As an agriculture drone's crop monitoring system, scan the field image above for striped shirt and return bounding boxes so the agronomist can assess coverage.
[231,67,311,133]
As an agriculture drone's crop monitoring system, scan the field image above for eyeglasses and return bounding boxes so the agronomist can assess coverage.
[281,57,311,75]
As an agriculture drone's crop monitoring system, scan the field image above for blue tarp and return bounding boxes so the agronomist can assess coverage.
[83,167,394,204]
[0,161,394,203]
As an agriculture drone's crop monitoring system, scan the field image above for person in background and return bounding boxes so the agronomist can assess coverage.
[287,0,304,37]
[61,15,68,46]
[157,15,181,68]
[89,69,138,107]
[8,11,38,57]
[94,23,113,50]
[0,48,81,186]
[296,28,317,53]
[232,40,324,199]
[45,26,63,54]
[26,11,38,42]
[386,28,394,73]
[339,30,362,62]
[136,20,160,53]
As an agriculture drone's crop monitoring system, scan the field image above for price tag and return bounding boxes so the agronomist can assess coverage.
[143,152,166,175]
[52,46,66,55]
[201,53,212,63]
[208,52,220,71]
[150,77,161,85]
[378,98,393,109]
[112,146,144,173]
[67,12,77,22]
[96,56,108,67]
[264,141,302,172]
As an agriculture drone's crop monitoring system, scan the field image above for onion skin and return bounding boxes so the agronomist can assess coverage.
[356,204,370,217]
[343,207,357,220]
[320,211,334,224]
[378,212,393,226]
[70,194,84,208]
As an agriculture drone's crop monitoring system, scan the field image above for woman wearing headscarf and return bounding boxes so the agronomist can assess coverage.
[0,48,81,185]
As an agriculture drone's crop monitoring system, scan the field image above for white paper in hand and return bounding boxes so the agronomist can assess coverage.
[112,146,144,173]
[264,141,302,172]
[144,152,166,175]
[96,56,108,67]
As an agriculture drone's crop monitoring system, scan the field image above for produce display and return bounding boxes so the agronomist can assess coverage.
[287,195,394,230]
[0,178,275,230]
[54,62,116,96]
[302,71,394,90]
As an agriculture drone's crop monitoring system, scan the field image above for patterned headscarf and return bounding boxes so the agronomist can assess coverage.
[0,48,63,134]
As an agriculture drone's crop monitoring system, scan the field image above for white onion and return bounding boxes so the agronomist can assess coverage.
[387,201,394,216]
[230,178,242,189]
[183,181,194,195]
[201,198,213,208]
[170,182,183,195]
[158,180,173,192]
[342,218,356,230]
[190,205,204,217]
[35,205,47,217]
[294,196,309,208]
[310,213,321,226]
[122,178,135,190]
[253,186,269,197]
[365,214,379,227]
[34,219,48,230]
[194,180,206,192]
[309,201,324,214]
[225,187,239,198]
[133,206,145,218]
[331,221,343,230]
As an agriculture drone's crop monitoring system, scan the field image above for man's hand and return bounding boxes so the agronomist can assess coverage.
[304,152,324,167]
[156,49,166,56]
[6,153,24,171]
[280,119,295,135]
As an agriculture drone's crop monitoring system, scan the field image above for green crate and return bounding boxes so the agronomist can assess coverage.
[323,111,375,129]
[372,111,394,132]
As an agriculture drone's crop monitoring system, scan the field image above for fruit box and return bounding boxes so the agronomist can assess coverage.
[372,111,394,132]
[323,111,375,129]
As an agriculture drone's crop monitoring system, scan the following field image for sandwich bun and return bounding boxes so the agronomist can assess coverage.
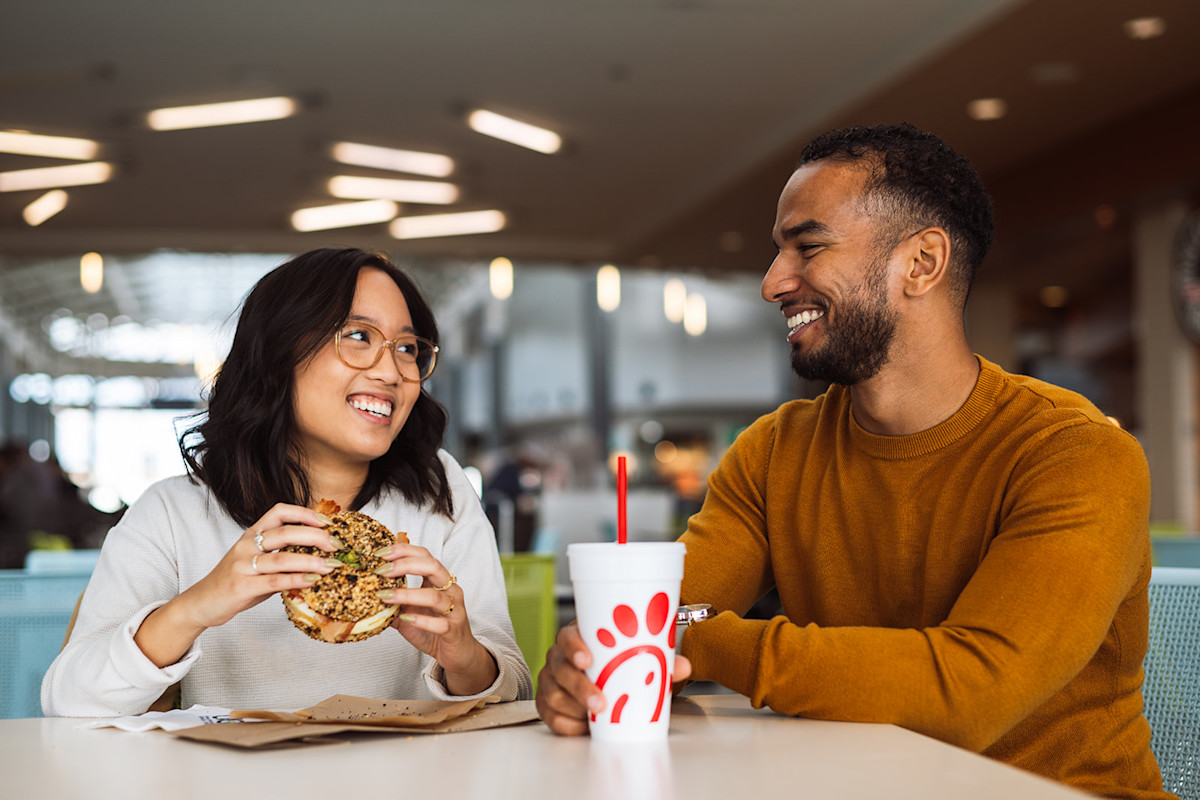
[280,500,408,643]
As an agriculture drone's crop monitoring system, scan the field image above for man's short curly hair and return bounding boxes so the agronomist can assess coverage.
[800,122,994,302]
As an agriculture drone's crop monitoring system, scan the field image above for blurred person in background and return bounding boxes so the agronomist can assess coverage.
[0,441,120,570]
[538,125,1170,799]
[42,249,530,716]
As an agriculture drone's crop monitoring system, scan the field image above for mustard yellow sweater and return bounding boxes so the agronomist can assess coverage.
[680,359,1171,798]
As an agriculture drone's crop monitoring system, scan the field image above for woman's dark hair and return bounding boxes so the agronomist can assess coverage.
[179,249,454,527]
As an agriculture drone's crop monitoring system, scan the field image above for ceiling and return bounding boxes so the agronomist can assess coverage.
[0,0,1200,347]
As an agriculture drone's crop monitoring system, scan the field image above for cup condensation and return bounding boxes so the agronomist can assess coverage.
[566,542,685,741]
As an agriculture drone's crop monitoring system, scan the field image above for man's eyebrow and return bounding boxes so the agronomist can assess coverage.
[772,219,833,247]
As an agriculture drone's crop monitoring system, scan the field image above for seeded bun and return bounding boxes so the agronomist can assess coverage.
[280,500,408,643]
........
> Written request:
Transcribe all of the items above verbatim, leaving out the pictures.

> Reply:
As an agriculture drone's crop monitoring system, scan the field image above for striped shirt and return bounding boxes so the agronomist can assess coverage.
[231,67,311,133]
As an agriculture drone's crop monitoring system, scan the field image above for eyeglasses and return bounding boxes so the agronomist can assess coverage.
[281,57,311,75]
As an agriculture drone's crop monitoring system, scan the field image above for blue tarp and return bounding boxes so the agronomist can assess coverage.
[83,167,394,204]
[0,161,394,203]
As an agriculture drone's crop monitoring system, scan the field image above for person in background and return bounding boxes so the agronomist can assess coverage.
[287,0,304,37]
[61,15,68,46]
[157,15,181,68]
[89,69,138,107]
[8,11,38,57]
[94,23,113,50]
[0,48,81,186]
[296,28,317,53]
[232,40,324,199]
[45,26,63,54]
[26,11,38,42]
[386,28,394,73]
[339,30,362,62]
[136,20,160,53]
As an agriculture drone's crop monitoring system, scan the field image above for price tag and return bounding boxes so the agronomist can assess coverage.
[143,152,166,175]
[52,46,66,55]
[201,53,212,63]
[208,52,220,71]
[150,77,161,85]
[378,98,393,109]
[112,146,144,173]
[67,12,77,22]
[96,56,108,67]
[264,141,302,172]
As an agriculture drone's crop monitoring system, scan the field image above for onion skin and return bounding boxes so the agronomist can assess coverage.
[356,204,370,217]
[343,207,357,220]
[320,211,334,224]
[378,212,393,226]
[70,194,84,208]
As an agriculture drone's crop monitoring system, scan the field image above for woman wearing headscarf and return bounding boxes so the agronomist can assess coverage.
[0,48,81,185]
As an agriculture drone's crop monitoring system, scan the field image above for white paper in hand and return bounding boxes so the agronomist can assess coverage.
[112,146,144,173]
[264,141,302,172]
[144,152,166,175]
[96,56,108,67]
As an agriculture drone's crop monitoring system, scan the field image above for produce display and return bounding boxes so the agronomist can assess coverage.
[287,195,394,230]
[0,178,275,230]
[54,62,116,96]
[302,71,394,90]
As an agriculture drone's crop monitoring system, scan the field image above for patterned headscarf and return bounding boxes so the agronomist can assess coverage.
[0,48,63,134]
As an agriculture drone's crop monitoring system, scan the field image above for white onion and return bounding boxes so the agronomist can assess coverage.
[387,201,394,216]
[230,178,242,189]
[183,181,194,195]
[201,198,213,208]
[170,182,183,195]
[158,180,173,192]
[342,218,356,230]
[190,205,204,217]
[35,205,47,217]
[294,196,309,208]
[310,213,321,226]
[122,178,135,190]
[253,186,269,197]
[365,214,379,227]
[34,219,48,230]
[194,180,206,192]
[309,201,324,214]
[225,187,239,198]
[133,206,145,218]
[331,221,343,230]
As an agriculture drone's crop monitoring system, scan the field image above for man's hand and return bounding boxes so the agronomist can assess coverage.
[304,152,324,167]
[156,49,166,56]
[6,153,24,171]
[280,119,295,135]
As an agriculture drone's crop monitoring system, scan the field image above for green crate and return bounding boxes so the agronomist can assess coverage.
[323,111,375,129]
[372,111,394,132]
As an agriculture drone's crop monitoring system, scan the field image above for fruit box and return bounding boxes so the agronomist can assess coverage.
[372,111,394,132]
[323,111,375,129]
As an agriculture drone's crop monitoring system, scan the following field image for sandwich bun and return bounding boxes so the agronomist can assess coverage.
[280,500,408,643]
As an agriculture drone's crop monitoring system, scan the field image above for man's short curly hair and return bounding boxes so the agronomist can assess coverage.
[800,122,994,302]
As an agriculture drone's crop monitoring system, scan the field image above for blurred person in background and return bounding boxes so the agronomist can assess coverage.
[0,441,120,570]
[538,125,1170,799]
[42,249,530,716]
As an agriculture drone's crop monitoring system, scan the field image above for mustard yellow sweater and return bounding boxes so the agronomist can assess coverage.
[680,359,1171,798]
As an agriculture drone's crop monitoring system, scan the field image above for woman's dark hair and return bounding boxes so the agronomist can assess coverage.
[179,249,454,527]
As an agriculture drone's crop monitoring system, scan the field image above for ceiling and return bounding boxes so the agronomist can assess coverage.
[0,0,1200,347]
As an agriculture drone's crop monitoring system, scan the field image above for cup condensation and return bounding boxes so the agronomist can assess coverage.
[566,542,685,741]
As an agriculture drone's crop monitoring system, scan the field image above for man's eyebrow and return bounding boxes so the agronomist can assess coverage.
[772,219,833,247]
As an agriculture drone's crop monitoring system, scan the field image above for seeded bun and return bounding boxes so the agronomist can assess coverage.
[280,500,408,643]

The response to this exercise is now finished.